# EXTRACTED INFORMATION

__________________________________________________

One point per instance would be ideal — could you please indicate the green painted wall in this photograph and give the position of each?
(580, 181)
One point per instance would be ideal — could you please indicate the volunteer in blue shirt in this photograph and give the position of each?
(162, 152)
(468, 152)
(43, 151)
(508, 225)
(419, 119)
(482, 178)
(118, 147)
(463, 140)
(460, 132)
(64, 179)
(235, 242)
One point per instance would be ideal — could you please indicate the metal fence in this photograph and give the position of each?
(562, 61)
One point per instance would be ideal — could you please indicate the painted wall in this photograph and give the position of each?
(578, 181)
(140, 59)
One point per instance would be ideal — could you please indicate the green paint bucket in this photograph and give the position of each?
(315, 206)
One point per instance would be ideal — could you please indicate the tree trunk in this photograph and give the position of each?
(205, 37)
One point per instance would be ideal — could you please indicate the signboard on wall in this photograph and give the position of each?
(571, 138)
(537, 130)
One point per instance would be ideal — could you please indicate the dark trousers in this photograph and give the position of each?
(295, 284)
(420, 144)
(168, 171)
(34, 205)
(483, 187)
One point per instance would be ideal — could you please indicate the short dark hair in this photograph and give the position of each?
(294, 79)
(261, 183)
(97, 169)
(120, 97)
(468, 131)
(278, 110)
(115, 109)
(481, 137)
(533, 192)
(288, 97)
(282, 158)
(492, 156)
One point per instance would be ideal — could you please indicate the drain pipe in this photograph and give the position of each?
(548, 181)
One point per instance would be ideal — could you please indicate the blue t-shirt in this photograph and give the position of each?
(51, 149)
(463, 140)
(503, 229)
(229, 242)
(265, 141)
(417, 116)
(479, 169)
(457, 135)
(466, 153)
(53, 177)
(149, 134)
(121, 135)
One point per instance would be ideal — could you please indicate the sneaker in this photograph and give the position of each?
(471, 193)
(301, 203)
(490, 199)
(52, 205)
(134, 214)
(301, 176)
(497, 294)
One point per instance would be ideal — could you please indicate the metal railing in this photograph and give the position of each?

__________________________________________________

# DO THIS
Copy only this span: the line that contains "the metal fence", the last line, and every line between them.

# COMPLETE ANSWER
One point per instance would be ideal — could you please indicate the metal fence in this photograph and give the position of each?
(562, 61)
One point per instance would be ideal — could you please indicate the painted wall in this photograph and give the position of each?
(578, 181)
(140, 59)
One point per instance would be ideal — could you please indicate the green paint bucket in this photograph and give the position of each?
(315, 206)
One point per instance would be ideal — could you please indicate the tree trunk in this photograph and give the position of each?
(205, 37)
One point per instance would be ideal — could you please indicate the signboard on wall in this photograph and give the position of each?
(571, 138)
(537, 130)
One point per instance would be ideal — could you please indicate the dark trousers in this photograph and give the position of each?
(295, 284)
(420, 144)
(168, 171)
(34, 205)
(483, 187)
One point per instance would be ideal — could you please indicate the short dark hair in this photograph and give the position of each?
(294, 79)
(261, 183)
(97, 169)
(120, 97)
(468, 131)
(278, 110)
(115, 109)
(481, 137)
(533, 192)
(288, 97)
(282, 158)
(492, 156)
One point per instance would be ideal — could you please indicate the drain pipe in this photograph and give the position of each?
(548, 181)
One point per instance would be ideal — could you please indicate the blue t-shirt in this photograph and give the position of each?
(51, 149)
(463, 140)
(503, 229)
(229, 242)
(265, 141)
(417, 116)
(479, 169)
(457, 135)
(466, 153)
(53, 177)
(149, 134)
(121, 135)
One point per instance would be ideal — could you please indicate the sneaker in this photograph and give the position of each?
(471, 193)
(301, 203)
(490, 199)
(52, 205)
(134, 214)
(301, 176)
(497, 294)
One point per instance would be ideal — could you please indicate the metal railing in this photograph and give the position of each?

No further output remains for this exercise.